→ TUGAS ANDA:
Tuliskan kembali dengan persis bagian teks tentang Net Zero Emission yang dimulai dengan "Kementerian Energi dan" dan berlanjut hingga "transisi energi terbarukan.".

→ KUTIPAN TEKS:
* * *

BERDASARKAN definisi yang ditetapkan oleh IPCC (Intergovernmental Panel on Climate Change), Net Zero Emission (NZE) adalah suatu kondisi seimbang di mana jumlah emisi gas rumah kaca yang dikeluarkan ke atmosfer berjumlah sama dengan emisi yang diserap dari atmosfer.
Kondisi ini diupayakan untuk memitigasi efek gas rumah kaca yang menyebabkan kenaikan temperatur global yang dapat mengakibatkan berbagai bencana.
Sasaran atau ‘target’ Net Zero Emission dicanangkan oleh pemerintah Indonesia dalam COP (Conference of Parties) 26 di Glasgow tahun 2021, untuk bisa dicapai pada tahun 2060 atau lebih awal lagi (seperti dilansir dalam laman BRIN – Badan Riset dan Inovasi Nasional).
Target ini kemudian diadopsi oleh berbagai pihak sebagai bentuk komitmen dan tanggung jawab untuk memitigasi perubahan iklim.
Kementerian Energi dan Sumber Daya Mineral (ESDM) menetapkan strategi-strategi untuk mencapai target ini, di antaranya dengan melakukan revisi Kebijakan Energi Nasional (KEN) bersama dengan Dewan Energi Nasional (DEN) agar langkah yang diambil tidak mengganggu pembangunan serta peta jalan menuju transisi energi terbarukan.
Di dunia industri migas, komitmen ini kemudian diperkuat sebagai tema utama dalam konferensi IPA (Indonesian Petroleum Association) pada Mei 2024, yaitu “Gaining Momentum to Advance Sustainable Energy Security in Indonesia and the Region”.
Pertamina di dalam laman-nya mencantumkan berbagai upaya dalam mencapai target Net Zero Emission melalui dua pilar utama (dekarbonisasi kegiatan usaha dan pengembangan bisnis hijau baru) dan tiga enabler, yaitu: pengembangan standar penghitungan karbon, organisasi yang mendukung pembangunan berkelanjutan, dan keterlibatan pemangku kepentingan.

* * *

→ BAHAN:

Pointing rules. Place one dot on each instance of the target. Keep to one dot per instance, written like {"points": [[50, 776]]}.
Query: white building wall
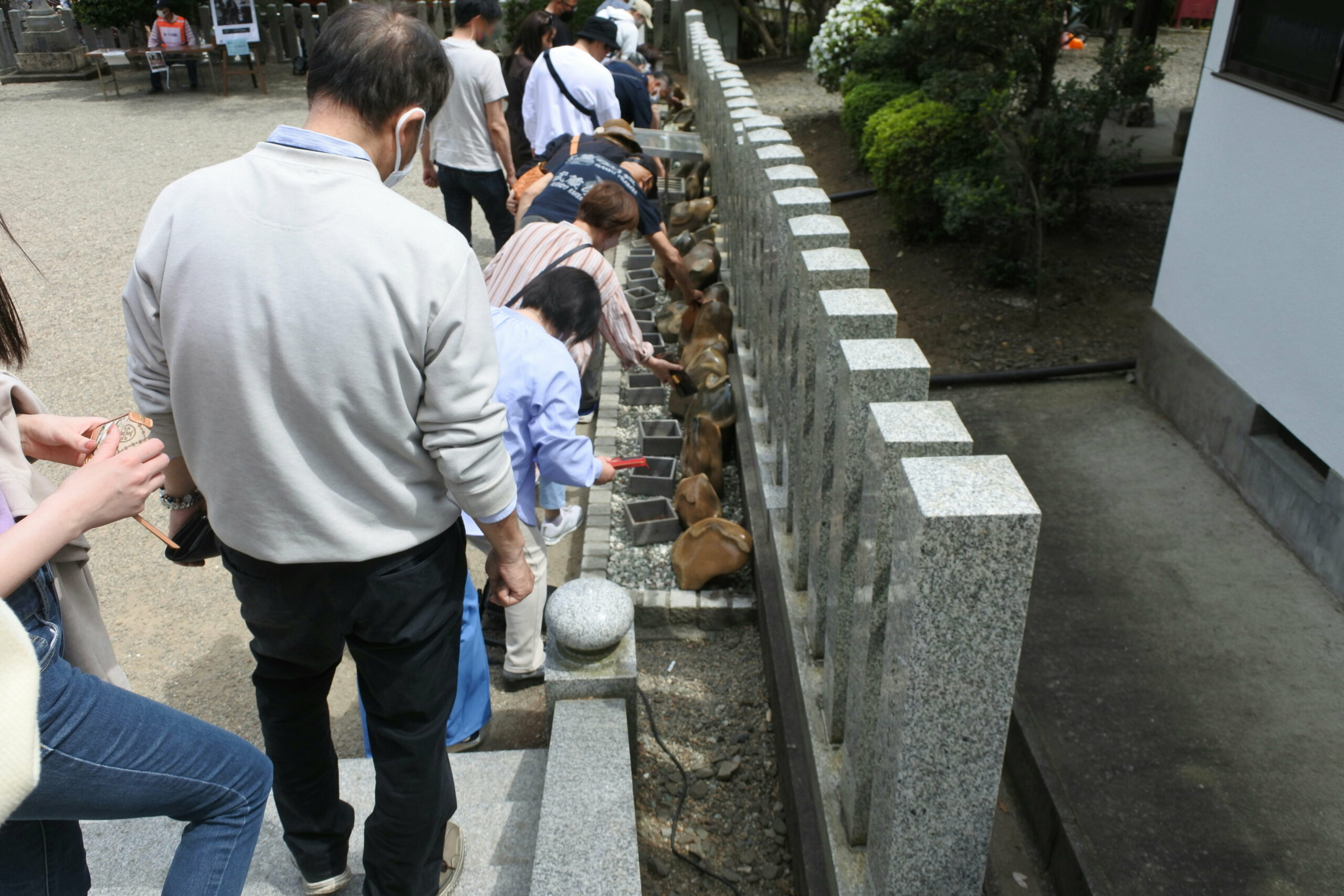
{"points": [[1253, 273]]}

* * *

→ JAWABAN LATIHAN:
Kementerian Energi dan Sumber Daya Mineral (ESDM) menetapkan strategi-strategi untuk mencapai target ini, di antaranya dengan melakukan revisi Kebijakan Energi Nasional (KEN) bersama dengan Dewan Energi Nasional (DEN) agar langkah yang diambil tidak mengganggu pembangunan serta peta jalan menuju transisi energi terbarukan.